▸ **The problem**
Set down every entry exactly as it was written.
*** Raw data
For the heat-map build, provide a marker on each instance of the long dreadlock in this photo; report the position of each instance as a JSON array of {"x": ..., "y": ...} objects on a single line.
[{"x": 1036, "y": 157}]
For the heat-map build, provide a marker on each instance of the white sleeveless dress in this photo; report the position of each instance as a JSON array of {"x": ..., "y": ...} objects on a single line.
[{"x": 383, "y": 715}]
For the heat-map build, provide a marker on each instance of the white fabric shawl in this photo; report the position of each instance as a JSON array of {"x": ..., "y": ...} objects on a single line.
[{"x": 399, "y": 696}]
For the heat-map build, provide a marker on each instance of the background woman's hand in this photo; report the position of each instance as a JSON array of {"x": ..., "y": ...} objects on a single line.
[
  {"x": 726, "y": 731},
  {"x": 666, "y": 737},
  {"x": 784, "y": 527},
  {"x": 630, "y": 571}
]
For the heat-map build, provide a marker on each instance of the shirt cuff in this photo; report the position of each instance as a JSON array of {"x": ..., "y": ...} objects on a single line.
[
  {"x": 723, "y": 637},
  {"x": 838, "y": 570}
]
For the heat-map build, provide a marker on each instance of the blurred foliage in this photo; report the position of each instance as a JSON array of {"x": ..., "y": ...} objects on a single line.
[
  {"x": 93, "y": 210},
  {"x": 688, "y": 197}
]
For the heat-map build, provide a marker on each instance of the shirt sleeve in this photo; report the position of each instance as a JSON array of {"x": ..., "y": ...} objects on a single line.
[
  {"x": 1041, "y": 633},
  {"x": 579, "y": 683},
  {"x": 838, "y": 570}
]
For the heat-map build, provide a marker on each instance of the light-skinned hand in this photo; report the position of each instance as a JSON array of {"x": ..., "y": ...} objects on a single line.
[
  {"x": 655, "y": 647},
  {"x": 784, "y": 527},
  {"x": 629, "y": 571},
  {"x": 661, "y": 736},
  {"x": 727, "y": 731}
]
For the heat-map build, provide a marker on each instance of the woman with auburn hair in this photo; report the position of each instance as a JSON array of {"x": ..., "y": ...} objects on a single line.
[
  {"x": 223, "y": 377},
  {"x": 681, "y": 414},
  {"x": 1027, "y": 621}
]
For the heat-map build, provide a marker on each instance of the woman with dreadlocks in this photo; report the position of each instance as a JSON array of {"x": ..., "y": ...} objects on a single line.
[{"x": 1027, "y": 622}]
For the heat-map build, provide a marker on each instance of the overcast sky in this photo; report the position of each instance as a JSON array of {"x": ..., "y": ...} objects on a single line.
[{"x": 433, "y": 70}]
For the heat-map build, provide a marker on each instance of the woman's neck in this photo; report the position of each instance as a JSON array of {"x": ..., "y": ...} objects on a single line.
******
▸ **Answer to the exercise**
For the heat-map build, provide a marker on each instance of the long dreadlock in this photo; report the position of each instance as a JSON array of {"x": ..., "y": ...} objects on a single line.
[{"x": 1036, "y": 157}]
For the heat-map build, provide a marker on each instance of the white sleeveless dress in this photo; report the position of each instance as a JSON array of {"x": ..., "y": ...} objects on a single line.
[{"x": 383, "y": 715}]
For the heat-map build, provide a marker on each instance of the white fabric shawl in this photo; report the position of each instance as a JSON array of {"x": ..., "y": ...} objects on a single line.
[{"x": 399, "y": 696}]
For the heat-map build, provide a marker on each instance of the background woman's hand in this photo; report the position of each instance as a JSON array of {"x": ..., "y": ...} objects on a single line.
[
  {"x": 726, "y": 731},
  {"x": 666, "y": 737},
  {"x": 784, "y": 527},
  {"x": 630, "y": 571}
]
For the heat-map build, provide a marker on each instance of the shirt cuff in this photo; report the position of each instance as a JSON array of {"x": ..., "y": ...} objects on a single line.
[
  {"x": 723, "y": 637},
  {"x": 838, "y": 570}
]
For the heat-map build, provide a marker on each instance of the blurred foliage in this photo; report the position of each instance as a JSON array of {"x": ..., "y": ...} objects on a single line.
[
  {"x": 93, "y": 210},
  {"x": 688, "y": 197}
]
For the heat-map build, provide a marker on each instance of the shirt sleeve in this photo; report the position of each instance as a JSON array of {"x": ..., "y": ...} objects on a single line.
[
  {"x": 1041, "y": 633},
  {"x": 579, "y": 683},
  {"x": 838, "y": 570}
]
For the heat-map build, provide a marker on each instance of the light-skinned hand in this photo; report the position of each instance as a JSON array of {"x": ..., "y": ...} objects on a single line.
[
  {"x": 655, "y": 647},
  {"x": 784, "y": 527},
  {"x": 629, "y": 571},
  {"x": 661, "y": 736},
  {"x": 727, "y": 731}
]
For the heat-map build, provide a marker on each instance of the woman with auburn hair in this photo; report the position of each instance as a JSON array of {"x": ..., "y": ...} objects on a single line.
[
  {"x": 223, "y": 377},
  {"x": 681, "y": 414},
  {"x": 1027, "y": 621}
]
For the heat-map build, provide a marker on each instance of the woman with dreadlocks in this photo; report the position of each instance as a JSON array of {"x": ..., "y": ...} objects on a single line.
[{"x": 1027, "y": 622}]
For the heat-map build, provide a marker on each instance of the overcast sky in this photo; report the position of each instance as a JSON array of {"x": ..., "y": ...} objects on a single line.
[{"x": 433, "y": 70}]
For the heat-map build, provide a marker on each instance of the woman's neck in this photo; report the position of each instance as a JSON array of {"x": ..., "y": ...} objects on a single line.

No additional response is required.